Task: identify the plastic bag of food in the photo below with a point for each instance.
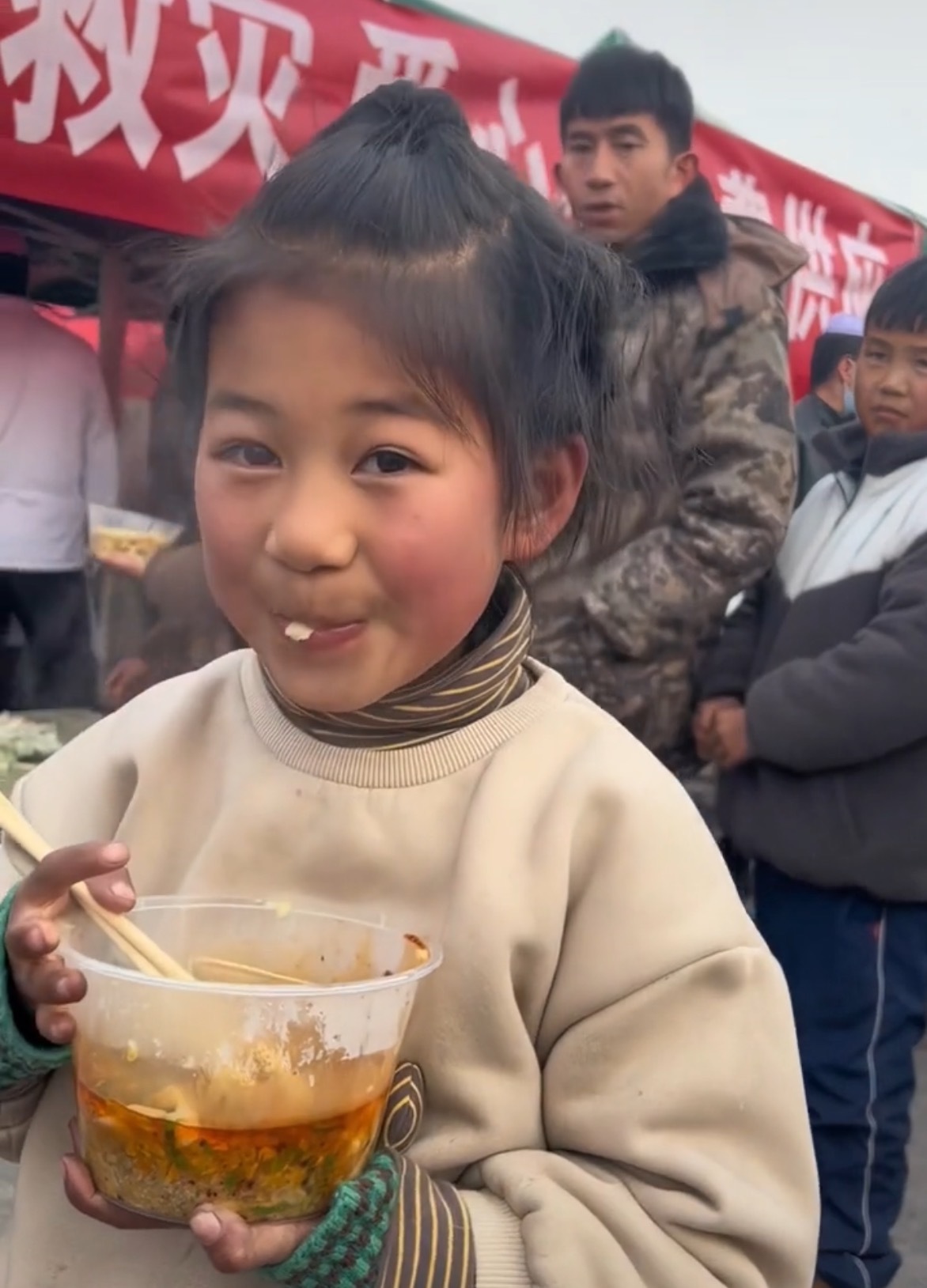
(128, 541)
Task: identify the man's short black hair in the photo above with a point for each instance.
(829, 350)
(630, 81)
(13, 274)
(900, 303)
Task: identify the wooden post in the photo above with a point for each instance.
(112, 325)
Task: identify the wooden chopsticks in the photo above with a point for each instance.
(133, 943)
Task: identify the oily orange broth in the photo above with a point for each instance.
(164, 1140)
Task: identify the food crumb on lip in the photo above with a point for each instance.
(298, 632)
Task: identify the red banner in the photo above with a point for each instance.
(169, 112)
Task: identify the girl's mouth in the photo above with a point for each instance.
(320, 639)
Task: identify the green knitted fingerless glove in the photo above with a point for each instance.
(20, 1058)
(346, 1248)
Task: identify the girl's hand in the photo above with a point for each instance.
(229, 1243)
(44, 984)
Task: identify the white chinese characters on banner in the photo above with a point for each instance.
(507, 133)
(128, 62)
(814, 289)
(55, 43)
(51, 47)
(867, 270)
(403, 55)
(248, 108)
(740, 196)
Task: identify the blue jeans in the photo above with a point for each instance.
(857, 970)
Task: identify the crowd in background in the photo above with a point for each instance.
(808, 704)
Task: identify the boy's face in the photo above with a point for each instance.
(331, 495)
(891, 383)
(619, 174)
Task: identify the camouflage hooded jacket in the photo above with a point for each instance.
(628, 629)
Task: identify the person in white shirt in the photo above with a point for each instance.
(57, 454)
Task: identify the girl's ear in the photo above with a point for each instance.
(557, 483)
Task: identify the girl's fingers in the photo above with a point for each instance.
(55, 1024)
(233, 1246)
(51, 882)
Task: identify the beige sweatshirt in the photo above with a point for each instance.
(609, 1048)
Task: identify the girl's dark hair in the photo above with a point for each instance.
(624, 80)
(464, 274)
(900, 303)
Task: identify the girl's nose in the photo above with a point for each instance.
(312, 534)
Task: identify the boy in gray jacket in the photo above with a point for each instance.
(814, 704)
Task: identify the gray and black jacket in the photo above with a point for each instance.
(829, 657)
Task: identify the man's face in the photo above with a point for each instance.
(619, 174)
(891, 383)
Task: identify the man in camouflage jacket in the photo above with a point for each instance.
(628, 628)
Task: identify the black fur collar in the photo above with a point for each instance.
(686, 239)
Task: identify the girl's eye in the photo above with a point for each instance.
(253, 456)
(386, 461)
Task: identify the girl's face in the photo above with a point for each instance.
(331, 499)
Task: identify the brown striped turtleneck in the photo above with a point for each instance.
(489, 674)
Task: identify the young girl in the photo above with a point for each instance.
(404, 375)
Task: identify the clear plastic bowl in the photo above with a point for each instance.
(263, 1099)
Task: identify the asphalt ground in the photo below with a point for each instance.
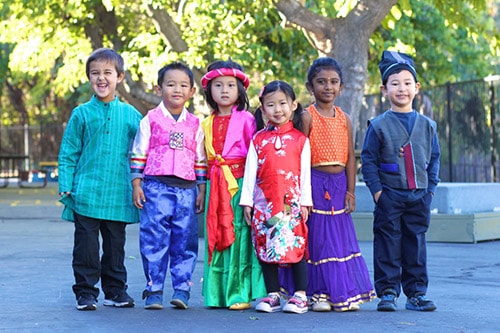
(36, 279)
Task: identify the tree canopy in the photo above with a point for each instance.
(44, 45)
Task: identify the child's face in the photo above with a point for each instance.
(224, 91)
(325, 86)
(401, 89)
(278, 108)
(175, 90)
(103, 79)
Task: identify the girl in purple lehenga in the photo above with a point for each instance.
(338, 277)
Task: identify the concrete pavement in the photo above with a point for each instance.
(36, 280)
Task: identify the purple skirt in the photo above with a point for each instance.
(337, 272)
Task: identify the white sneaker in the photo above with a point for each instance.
(296, 304)
(270, 303)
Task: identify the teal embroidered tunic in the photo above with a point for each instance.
(94, 161)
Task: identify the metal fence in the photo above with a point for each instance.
(467, 114)
(468, 119)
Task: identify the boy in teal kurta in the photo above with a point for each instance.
(94, 184)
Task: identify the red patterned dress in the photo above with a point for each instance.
(277, 185)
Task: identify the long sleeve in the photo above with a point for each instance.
(433, 167)
(305, 175)
(200, 164)
(140, 149)
(70, 152)
(369, 158)
(250, 177)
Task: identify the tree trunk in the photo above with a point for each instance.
(345, 39)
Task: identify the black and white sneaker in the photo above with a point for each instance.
(120, 301)
(86, 303)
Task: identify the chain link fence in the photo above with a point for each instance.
(468, 119)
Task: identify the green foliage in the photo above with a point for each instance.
(445, 49)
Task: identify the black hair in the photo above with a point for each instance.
(272, 87)
(175, 66)
(324, 63)
(105, 54)
(242, 101)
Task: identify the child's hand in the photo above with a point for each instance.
(138, 197)
(200, 202)
(349, 204)
(305, 213)
(247, 211)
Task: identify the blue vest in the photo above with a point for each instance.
(396, 145)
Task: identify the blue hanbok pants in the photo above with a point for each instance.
(168, 233)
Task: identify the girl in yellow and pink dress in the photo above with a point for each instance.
(232, 276)
(276, 195)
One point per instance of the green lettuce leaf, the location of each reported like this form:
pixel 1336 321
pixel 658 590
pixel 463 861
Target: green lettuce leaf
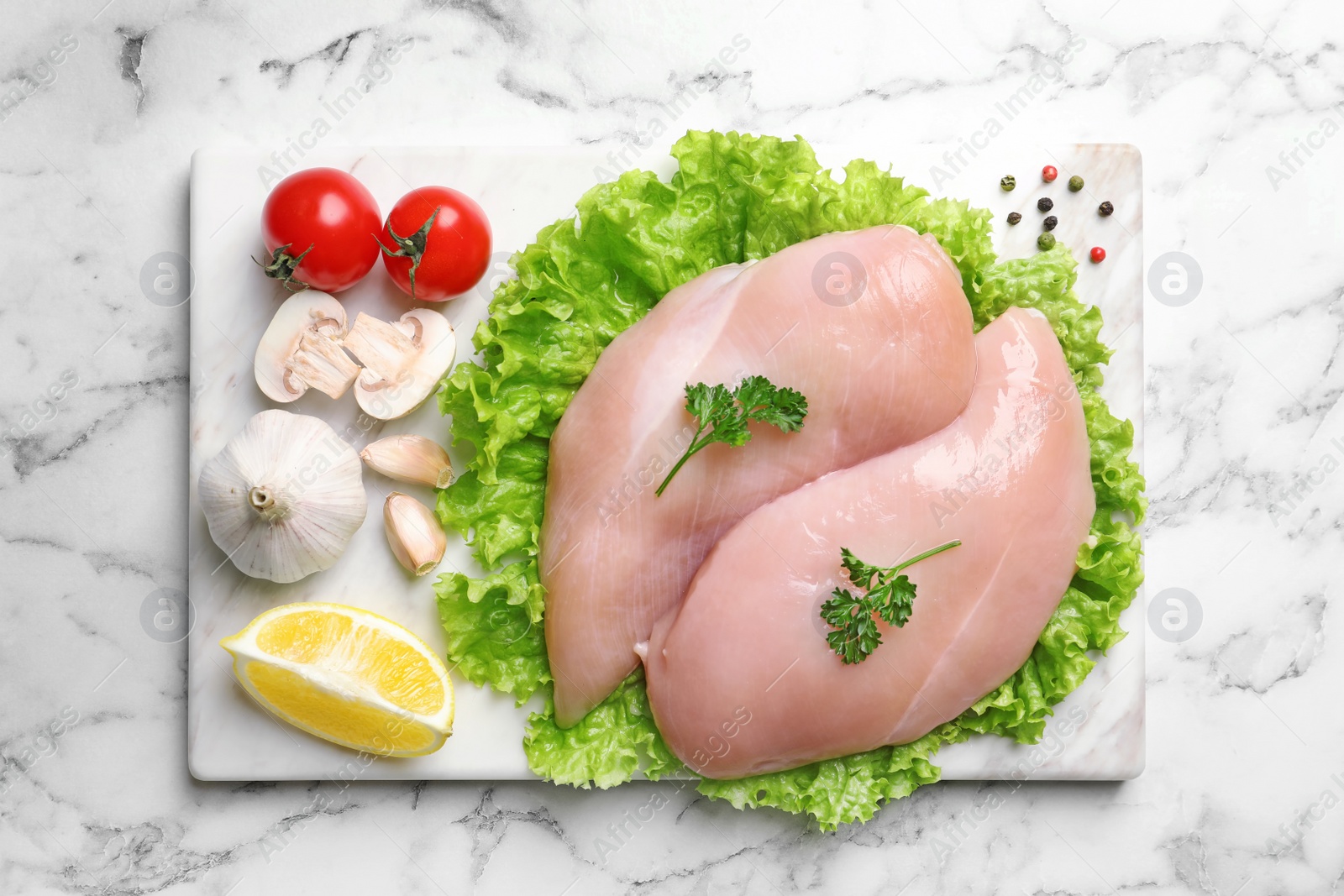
pixel 606 747
pixel 585 281
pixel 495 631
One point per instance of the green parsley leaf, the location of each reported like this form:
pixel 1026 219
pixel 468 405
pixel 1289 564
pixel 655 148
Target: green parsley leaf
pixel 887 594
pixel 722 414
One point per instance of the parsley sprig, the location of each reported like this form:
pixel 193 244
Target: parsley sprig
pixel 887 594
pixel 722 414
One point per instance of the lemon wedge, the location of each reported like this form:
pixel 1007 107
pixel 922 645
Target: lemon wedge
pixel 349 676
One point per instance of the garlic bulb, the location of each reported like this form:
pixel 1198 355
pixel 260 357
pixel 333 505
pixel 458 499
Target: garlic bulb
pixel 410 458
pixel 414 533
pixel 284 497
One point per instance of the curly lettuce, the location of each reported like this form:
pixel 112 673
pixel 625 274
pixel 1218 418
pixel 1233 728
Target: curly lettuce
pixel 586 280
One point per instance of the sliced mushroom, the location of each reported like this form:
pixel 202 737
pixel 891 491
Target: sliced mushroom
pixel 403 360
pixel 302 349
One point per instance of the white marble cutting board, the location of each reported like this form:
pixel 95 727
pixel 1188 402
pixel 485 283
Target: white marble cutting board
pixel 228 738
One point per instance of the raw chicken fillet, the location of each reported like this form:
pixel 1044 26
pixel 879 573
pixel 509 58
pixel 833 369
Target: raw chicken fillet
pixel 743 680
pixel 885 369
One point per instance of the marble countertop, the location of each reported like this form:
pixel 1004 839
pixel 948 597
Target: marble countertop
pixel 1236 112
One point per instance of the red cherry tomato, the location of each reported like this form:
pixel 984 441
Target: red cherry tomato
pixel 436 244
pixel 320 228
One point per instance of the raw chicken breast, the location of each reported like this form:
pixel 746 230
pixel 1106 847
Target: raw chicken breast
pixel 884 371
pixel 743 679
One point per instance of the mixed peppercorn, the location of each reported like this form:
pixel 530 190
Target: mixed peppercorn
pixel 1047 239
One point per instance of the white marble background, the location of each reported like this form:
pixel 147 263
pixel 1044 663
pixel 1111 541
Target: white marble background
pixel 1245 783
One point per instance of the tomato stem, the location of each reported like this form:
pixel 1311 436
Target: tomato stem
pixel 282 266
pixel 410 246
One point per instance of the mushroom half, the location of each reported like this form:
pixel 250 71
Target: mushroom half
pixel 403 360
pixel 302 349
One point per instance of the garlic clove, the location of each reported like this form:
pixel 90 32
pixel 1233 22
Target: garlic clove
pixel 410 458
pixel 284 497
pixel 414 533
pixel 403 360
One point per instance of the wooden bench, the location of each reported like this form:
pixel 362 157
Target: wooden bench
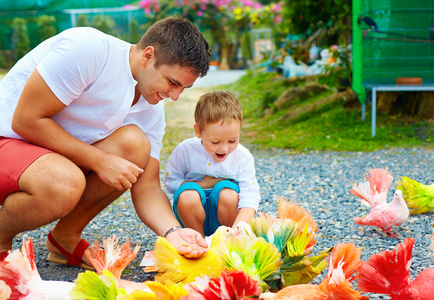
pixel 390 88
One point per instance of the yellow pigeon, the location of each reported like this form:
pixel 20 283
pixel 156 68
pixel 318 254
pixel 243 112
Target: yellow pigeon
pixel 174 267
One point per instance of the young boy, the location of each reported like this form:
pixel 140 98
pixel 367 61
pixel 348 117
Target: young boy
pixel 211 175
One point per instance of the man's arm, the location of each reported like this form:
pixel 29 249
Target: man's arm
pixel 153 208
pixel 32 121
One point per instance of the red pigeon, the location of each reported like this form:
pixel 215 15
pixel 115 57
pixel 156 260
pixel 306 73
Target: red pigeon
pixel 389 273
pixel 373 193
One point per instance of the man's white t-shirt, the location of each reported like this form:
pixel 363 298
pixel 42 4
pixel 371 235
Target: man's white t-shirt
pixel 88 71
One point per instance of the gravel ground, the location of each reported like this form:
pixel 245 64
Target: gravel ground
pixel 318 181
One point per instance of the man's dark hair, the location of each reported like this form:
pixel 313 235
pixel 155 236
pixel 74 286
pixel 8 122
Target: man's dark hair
pixel 178 41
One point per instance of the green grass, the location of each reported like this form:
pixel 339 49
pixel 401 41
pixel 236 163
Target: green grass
pixel 333 127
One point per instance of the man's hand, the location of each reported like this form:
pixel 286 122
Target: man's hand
pixel 118 172
pixel 188 242
pixel 209 182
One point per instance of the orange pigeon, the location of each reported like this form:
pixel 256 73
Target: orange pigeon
pixel 373 193
pixel 389 273
pixel 344 262
pixel 289 210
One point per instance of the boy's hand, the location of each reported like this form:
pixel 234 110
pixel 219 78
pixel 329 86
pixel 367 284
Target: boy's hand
pixel 188 242
pixel 209 182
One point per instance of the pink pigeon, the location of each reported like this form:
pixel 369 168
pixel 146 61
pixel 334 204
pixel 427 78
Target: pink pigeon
pixel 373 193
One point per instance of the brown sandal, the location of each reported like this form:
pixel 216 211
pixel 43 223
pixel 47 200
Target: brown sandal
pixel 67 258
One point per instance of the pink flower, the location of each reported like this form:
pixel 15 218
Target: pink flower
pixel 277 19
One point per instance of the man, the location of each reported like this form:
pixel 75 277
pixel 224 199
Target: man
pixel 82 119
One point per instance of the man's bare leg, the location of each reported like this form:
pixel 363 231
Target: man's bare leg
pixel 128 142
pixel 50 188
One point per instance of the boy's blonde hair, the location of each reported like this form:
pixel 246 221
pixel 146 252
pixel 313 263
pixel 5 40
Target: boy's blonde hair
pixel 215 107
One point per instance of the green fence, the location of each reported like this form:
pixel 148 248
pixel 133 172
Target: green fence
pixel 391 39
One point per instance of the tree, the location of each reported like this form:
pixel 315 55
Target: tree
pixel 226 21
pixel 307 16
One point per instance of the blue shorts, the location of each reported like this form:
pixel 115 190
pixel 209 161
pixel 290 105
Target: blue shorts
pixel 210 198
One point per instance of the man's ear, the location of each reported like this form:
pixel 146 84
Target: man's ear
pixel 197 131
pixel 147 55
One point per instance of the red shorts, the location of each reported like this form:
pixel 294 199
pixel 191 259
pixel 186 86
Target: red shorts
pixel 15 156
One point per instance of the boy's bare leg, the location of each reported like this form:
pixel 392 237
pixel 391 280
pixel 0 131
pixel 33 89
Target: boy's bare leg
pixel 227 208
pixel 50 188
pixel 190 210
pixel 128 142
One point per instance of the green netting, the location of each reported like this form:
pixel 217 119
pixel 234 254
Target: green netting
pixel 26 5
pixel 66 13
pixel 398 43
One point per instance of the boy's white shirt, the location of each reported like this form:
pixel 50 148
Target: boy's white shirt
pixel 97 89
pixel 190 162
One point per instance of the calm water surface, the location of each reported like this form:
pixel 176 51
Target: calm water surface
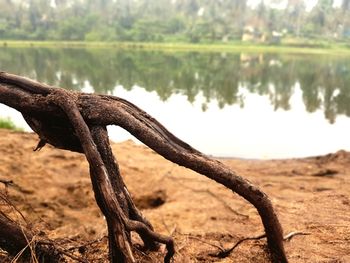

----

[GIVEN EXERCISE]: Convert the records from the line containing "One point per instance of the boy's hand, the" up to and including the line containing "pixel 147 55" into a Markdown table with two columns, Row and Line. Number each row, and omit any blank lines.

[ANSWER TO THE PROBLEM]:
| Row | Line |
|---|---|
| 1 | One point per instance of the boy's hand, the location of each reported like this form: |
| 2 | pixel 234 110 |
| 3 | pixel 219 78 |
| 4 | pixel 329 86 |
| 5 | pixel 367 284 |
| 6 | Target: boy's hand |
| 7 | pixel 188 242 |
| 8 | pixel 209 182 |
| 9 | One point per instance of the pink pigeon, the location of each reported like this form: |
| 10 | pixel 369 168 |
| 11 | pixel 146 61 |
| 12 | pixel 334 204 |
| 13 | pixel 427 78 |
| 14 | Target: pink pigeon |
| 15 | pixel 373 193 |
| 16 | One point per instance of the brown sandal, the location of each reported like this form: |
| 17 | pixel 216 211 |
| 18 | pixel 43 223 |
| 19 | pixel 47 200 |
| 20 | Target: brown sandal |
| 21 | pixel 67 258 |
| 22 | One point per instance of the pink flower, the location of each reported like this form: |
| 23 | pixel 15 218 |
| 24 | Target: pink flower |
| 25 | pixel 277 19 |
| 26 | One point per instance of the man, the location of each reported like this form: |
| 27 | pixel 75 277 |
| 28 | pixel 224 199 |
| 29 | Target: man |
| 30 | pixel 82 119 |
| 31 | One point per instance of the man's bare leg, the location of each reported like this form: |
| 32 | pixel 363 231 |
| 33 | Target: man's bare leg |
| 34 | pixel 128 142 |
| 35 | pixel 50 188 |
| 36 | One point per instance of the boy's blonde hair, the location of each reported like this form: |
| 37 | pixel 246 221 |
| 38 | pixel 146 252 |
| 39 | pixel 313 263 |
| 40 | pixel 5 40 |
| 41 | Target: boy's blonde hair |
| 42 | pixel 215 107 |
| 43 | One point per instance of the green fence, the location of each reported like this form: |
| 44 | pixel 148 248 |
| 45 | pixel 133 172 |
| 46 | Target: green fence |
| 47 | pixel 391 39 |
| 48 | One point per instance of the tree, the location of each reported like this form: |
| 49 | pixel 315 55 |
| 50 | Target: tree |
| 51 | pixel 226 21 |
| 52 | pixel 307 16 |
| 53 | One point per instance of the blue shorts, the location of each reported like this form: |
| 54 | pixel 115 190 |
| 55 | pixel 209 161 |
| 56 | pixel 290 105 |
| 57 | Target: blue shorts |
| 58 | pixel 210 198 |
| 59 | One point per instance of the man's ear, the location of each reported like this form: |
| 60 | pixel 146 84 |
| 61 | Target: man's ear |
| 62 | pixel 197 131 |
| 63 | pixel 147 55 |